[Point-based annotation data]
---+---
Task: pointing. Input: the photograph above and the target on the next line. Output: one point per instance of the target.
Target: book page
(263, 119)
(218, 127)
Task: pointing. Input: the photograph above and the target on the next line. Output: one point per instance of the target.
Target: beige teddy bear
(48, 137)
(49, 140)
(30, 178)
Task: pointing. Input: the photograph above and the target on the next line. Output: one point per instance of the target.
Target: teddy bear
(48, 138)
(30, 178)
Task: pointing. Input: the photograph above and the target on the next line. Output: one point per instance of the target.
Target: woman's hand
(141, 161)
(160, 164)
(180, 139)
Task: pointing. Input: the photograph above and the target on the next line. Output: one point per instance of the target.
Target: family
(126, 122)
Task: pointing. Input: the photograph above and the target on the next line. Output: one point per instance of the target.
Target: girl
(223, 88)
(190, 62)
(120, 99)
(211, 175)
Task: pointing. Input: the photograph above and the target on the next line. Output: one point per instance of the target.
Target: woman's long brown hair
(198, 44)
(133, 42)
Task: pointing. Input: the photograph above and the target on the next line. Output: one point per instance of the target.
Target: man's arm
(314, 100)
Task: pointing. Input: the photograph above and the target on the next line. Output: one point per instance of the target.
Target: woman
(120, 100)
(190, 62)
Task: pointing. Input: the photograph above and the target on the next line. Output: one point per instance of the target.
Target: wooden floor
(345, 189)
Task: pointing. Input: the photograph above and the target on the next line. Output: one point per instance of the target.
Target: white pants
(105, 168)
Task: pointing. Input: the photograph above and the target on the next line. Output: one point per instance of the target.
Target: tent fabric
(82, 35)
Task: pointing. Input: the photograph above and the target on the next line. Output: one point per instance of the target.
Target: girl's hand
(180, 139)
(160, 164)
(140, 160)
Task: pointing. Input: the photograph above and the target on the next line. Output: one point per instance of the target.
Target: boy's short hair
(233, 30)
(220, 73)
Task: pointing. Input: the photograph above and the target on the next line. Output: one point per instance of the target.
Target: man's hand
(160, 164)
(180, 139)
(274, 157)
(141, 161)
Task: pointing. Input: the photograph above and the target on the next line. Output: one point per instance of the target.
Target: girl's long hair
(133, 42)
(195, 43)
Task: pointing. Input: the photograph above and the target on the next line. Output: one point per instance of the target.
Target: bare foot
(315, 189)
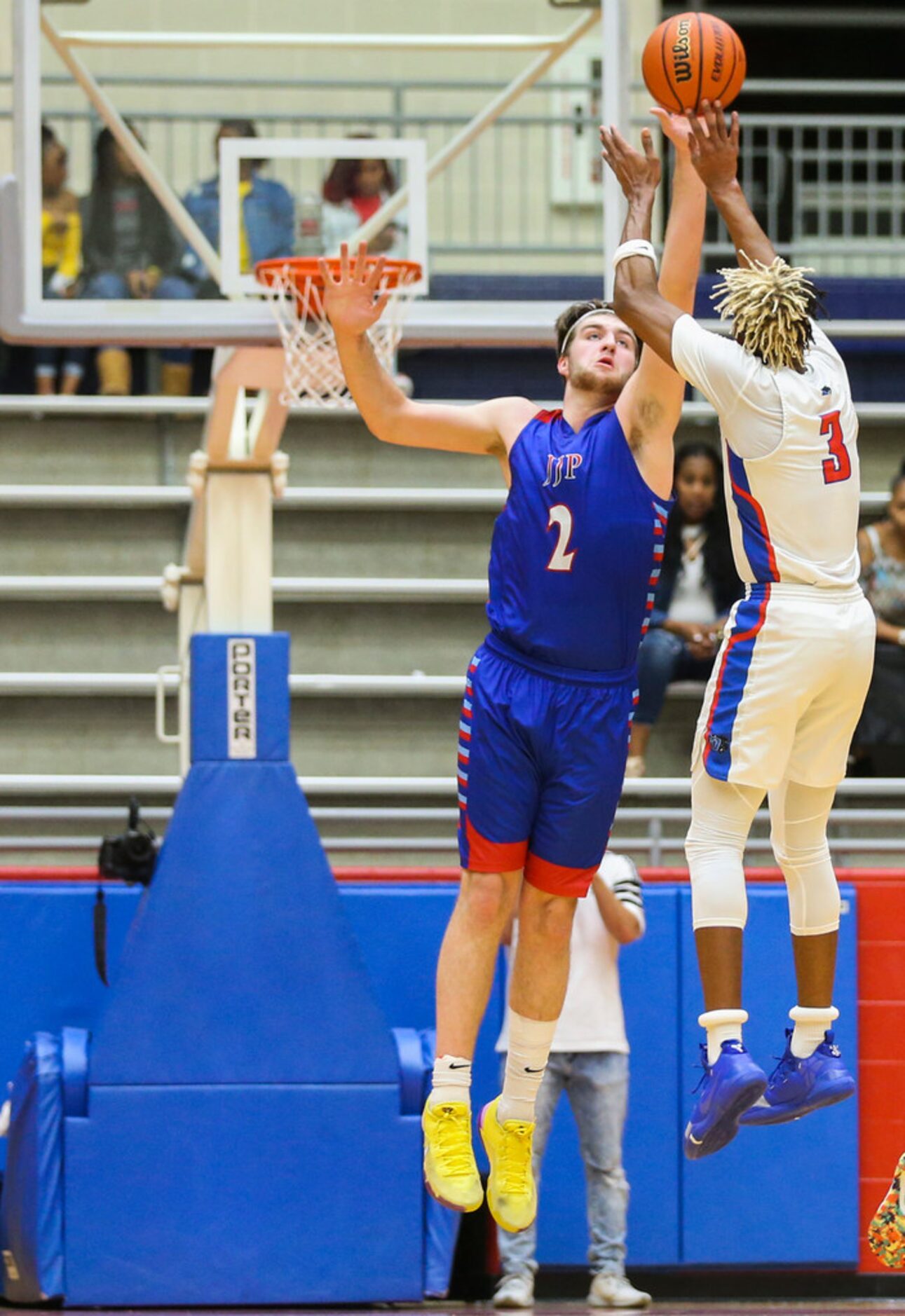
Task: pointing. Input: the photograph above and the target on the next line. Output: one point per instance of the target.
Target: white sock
---+---
• [Exercise task] Reproduce the data word for word, excluding its pictures.

• [Full response]
Task: pointing. Input: the photograph above and the target on the next line. Output: one point per instance of the target.
Target: book page
(263, 119)
(218, 127)
Task: pointing. Input: the photograph above and the target on the next line. Output: one point per instance of the target.
Target: beige teddy bear
(48, 137)
(49, 140)
(30, 178)
Task: pointing. Input: the photograph above and the target on the next line. Output: one point per instance of the target.
Target: teddy bear
(48, 138)
(30, 178)
Task: pointing. Input: the photograph above and the target on the next line. Output: one point per instance of the target.
Target: woman's hand
(141, 161)
(160, 164)
(180, 139)
Task: pointing. Input: the photograph above and the target on the next line. Output: one point per instance of the target.
Target: family
(126, 122)
Task: pointing. Input: the photograph above and the target on the next line. Output: one point per instance of the target.
Target: girl
(223, 88)
(190, 62)
(120, 99)
(211, 175)
Task: pointing. Input: the photograph above and the target on the next line. Output: one point per instance of the target.
Target: woman's long brown hair
(198, 44)
(133, 42)
Task: pointing. Input: the photograph above and the target on the next line. Output: one point per instance of the target.
Target: man's arm
(314, 100)
Task: pointing. Input: the photograph above and the target on the next line. Output: one point per instance of the target.
Target: woman
(120, 100)
(190, 62)
Task: pointing. Input: the photograph above and the target on the next line. Output: one point per instance of the target.
Target: wooden floor
(345, 189)
Task: pointing. Input: the photograph above and the target on the next line. Output: one point per instance of the target.
Target: white pants
(105, 168)
Task: pointing. Input: the photograph above and the target on the next line. Output: one point per instance of the target.
Target: tent fabric
(82, 35)
Task: pointing. Input: the photograph above and the target on the next line. Output: one point per instance of the target.
Target: girl's hand
(180, 139)
(160, 164)
(140, 160)
Task: pointing. Input: the photograph above and the target on the next line. Output: one point per instance of the target.
Target: boy's short hair
(233, 30)
(220, 73)
Task: pointing. Input: the photograph above and the target on the next line. Output: one point per instance of the target.
Target: man's hand
(160, 164)
(180, 139)
(274, 157)
(141, 161)
Task: pointing. Input: the photograph above and the target on the next line. Output: one point per instance of the target.
Target: girl's long hair
(133, 42)
(195, 43)
Task: pointing. Input: the photograph above and the target on the next line. Output: one point per instance of the target.
Target: bare foot
(315, 189)
Task: pointing. Input: the photograph above and the target on the next line. Output: one point per instance of the target.
Target: white sock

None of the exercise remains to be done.